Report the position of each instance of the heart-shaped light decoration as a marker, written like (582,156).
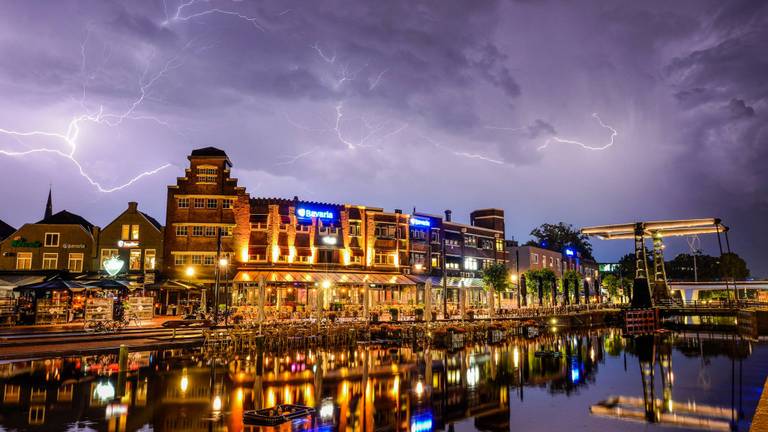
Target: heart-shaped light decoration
(113,265)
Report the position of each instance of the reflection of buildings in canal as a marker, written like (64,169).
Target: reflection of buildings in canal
(358,389)
(652,350)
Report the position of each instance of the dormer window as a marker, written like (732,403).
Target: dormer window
(207,174)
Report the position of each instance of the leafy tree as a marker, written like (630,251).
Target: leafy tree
(558,236)
(496,277)
(733,266)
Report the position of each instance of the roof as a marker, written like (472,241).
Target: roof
(6,230)
(153,221)
(209,151)
(66,218)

> TASK: Reproduce the entries exactly. Do not carry over any picture.

> RESULT OF THE TASK:
Report the position of each instance of the heart-shaped light decoration as a marker, written like (582,156).
Target: heart-shaped light decoration
(113,265)
Report the position of each instance of the reflection of buildings in canal as a marker, written like (64,169).
Target: reflection of buildings in canal
(358,389)
(652,350)
Report the position of each instance of the dormer window as a marker, written like (732,403).
Target: dormer window
(207,174)
Report the position of each instance of the leafy tree as a marker, written like (630,251).
Target: leafy tree
(558,236)
(496,277)
(733,266)
Report the position of each instance of the roof as a marker, written like (472,241).
Target: roof
(6,230)
(153,221)
(209,151)
(66,218)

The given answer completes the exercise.